(Records from a collection)
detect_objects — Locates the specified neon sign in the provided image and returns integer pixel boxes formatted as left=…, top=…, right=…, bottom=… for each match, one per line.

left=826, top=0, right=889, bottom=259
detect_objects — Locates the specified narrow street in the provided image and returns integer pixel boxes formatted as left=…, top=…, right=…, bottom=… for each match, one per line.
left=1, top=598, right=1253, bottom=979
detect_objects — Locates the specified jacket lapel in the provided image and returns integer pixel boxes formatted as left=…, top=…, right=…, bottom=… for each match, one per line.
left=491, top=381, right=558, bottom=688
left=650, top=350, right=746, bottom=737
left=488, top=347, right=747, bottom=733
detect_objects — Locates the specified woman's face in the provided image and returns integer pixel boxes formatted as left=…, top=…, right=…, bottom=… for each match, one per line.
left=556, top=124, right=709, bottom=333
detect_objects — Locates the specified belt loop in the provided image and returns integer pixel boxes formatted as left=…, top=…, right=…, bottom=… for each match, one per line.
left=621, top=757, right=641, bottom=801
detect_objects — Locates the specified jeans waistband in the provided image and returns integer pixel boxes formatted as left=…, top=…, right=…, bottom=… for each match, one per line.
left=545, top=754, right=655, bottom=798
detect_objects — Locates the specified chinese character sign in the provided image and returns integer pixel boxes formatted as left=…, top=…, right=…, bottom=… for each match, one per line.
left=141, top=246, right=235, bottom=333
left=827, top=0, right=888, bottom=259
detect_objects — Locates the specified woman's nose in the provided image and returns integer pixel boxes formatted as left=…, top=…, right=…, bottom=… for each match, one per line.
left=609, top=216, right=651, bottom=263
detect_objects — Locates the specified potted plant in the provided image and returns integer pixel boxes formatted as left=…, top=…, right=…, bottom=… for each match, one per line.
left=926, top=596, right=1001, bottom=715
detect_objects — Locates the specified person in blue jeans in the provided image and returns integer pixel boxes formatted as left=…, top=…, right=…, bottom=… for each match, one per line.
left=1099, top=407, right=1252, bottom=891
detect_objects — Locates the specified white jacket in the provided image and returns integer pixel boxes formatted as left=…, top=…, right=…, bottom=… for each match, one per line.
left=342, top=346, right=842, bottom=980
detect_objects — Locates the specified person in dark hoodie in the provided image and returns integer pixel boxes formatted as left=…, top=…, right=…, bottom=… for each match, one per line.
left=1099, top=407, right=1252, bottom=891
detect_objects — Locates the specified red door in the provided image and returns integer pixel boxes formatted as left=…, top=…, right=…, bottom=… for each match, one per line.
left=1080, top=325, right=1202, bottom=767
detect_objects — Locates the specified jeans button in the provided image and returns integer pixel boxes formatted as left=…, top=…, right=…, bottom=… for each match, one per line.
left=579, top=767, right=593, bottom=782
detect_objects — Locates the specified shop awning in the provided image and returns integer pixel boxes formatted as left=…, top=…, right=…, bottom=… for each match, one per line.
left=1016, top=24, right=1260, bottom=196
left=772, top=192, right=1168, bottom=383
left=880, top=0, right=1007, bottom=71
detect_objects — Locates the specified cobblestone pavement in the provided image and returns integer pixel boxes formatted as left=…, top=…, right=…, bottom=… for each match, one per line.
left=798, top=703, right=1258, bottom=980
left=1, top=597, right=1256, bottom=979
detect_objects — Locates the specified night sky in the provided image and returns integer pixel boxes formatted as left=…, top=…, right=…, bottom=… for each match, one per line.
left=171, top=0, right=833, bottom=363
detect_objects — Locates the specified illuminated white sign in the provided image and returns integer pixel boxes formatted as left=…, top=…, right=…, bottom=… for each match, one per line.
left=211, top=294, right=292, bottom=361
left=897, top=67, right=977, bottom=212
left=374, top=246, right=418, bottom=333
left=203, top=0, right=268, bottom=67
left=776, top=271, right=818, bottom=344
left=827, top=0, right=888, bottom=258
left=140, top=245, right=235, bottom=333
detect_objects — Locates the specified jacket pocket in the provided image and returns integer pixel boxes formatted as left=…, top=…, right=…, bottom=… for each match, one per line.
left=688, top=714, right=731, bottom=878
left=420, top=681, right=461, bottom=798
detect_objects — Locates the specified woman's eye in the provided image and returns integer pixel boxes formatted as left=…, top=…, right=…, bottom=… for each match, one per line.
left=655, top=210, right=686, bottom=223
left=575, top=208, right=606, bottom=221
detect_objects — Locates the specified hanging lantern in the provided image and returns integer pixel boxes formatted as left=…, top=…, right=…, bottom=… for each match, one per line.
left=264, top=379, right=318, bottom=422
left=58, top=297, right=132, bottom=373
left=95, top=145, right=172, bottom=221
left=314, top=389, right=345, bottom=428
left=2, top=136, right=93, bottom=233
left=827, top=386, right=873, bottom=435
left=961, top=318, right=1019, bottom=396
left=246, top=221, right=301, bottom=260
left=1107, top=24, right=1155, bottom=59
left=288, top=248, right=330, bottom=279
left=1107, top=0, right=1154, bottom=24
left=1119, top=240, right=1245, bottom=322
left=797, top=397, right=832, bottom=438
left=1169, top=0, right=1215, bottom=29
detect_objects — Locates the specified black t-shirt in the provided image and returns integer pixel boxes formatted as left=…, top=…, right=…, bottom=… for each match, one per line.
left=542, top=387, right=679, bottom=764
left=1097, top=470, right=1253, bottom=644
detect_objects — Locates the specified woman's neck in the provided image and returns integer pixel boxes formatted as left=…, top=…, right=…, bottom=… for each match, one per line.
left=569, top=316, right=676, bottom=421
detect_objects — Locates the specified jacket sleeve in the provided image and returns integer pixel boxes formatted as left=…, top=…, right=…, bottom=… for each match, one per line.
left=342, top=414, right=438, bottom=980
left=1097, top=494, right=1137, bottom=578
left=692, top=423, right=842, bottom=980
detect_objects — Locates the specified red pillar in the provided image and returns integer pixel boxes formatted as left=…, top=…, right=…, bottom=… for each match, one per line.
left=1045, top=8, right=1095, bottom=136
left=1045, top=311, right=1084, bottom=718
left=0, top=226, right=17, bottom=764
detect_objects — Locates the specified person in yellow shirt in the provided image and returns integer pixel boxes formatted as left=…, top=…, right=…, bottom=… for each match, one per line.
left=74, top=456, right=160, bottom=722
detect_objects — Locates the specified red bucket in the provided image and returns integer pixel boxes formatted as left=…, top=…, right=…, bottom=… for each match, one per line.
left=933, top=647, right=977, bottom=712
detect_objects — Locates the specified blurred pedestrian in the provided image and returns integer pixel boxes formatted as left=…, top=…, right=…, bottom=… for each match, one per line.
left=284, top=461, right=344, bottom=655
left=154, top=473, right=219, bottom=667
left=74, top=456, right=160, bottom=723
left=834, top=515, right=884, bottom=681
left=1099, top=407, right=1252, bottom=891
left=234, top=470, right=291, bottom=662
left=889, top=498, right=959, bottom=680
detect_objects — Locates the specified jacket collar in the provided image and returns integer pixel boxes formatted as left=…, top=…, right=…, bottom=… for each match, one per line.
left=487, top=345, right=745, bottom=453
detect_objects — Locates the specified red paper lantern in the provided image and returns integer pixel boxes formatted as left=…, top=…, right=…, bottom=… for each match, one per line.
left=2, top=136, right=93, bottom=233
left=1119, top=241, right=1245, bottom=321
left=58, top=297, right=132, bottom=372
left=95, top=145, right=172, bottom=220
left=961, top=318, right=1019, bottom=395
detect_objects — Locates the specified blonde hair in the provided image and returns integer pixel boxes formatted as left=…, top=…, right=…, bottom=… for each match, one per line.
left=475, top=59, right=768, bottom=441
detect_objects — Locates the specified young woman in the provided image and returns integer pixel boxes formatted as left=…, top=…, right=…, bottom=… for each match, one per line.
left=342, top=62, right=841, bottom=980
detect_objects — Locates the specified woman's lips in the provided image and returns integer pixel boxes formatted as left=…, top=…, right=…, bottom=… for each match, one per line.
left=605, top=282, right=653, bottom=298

__Assignment__
Please provide an exact transcription of each line from the one holding "detect_objects — Locates the specified young" through the final line of the data above.

__Task response__
detect_objects — Locates the specified young woman in the provided image and returns integer pixel boxes formatted as left=…, top=…, right=…, bottom=… for each match, one per line.
left=342, top=62, right=841, bottom=980
detect_objects — Locates the specified woman's lips in the provided image and returns integer pixel boxes formatted as left=…, top=…, right=…, bottom=… for each match, one per line.
left=605, top=282, right=653, bottom=298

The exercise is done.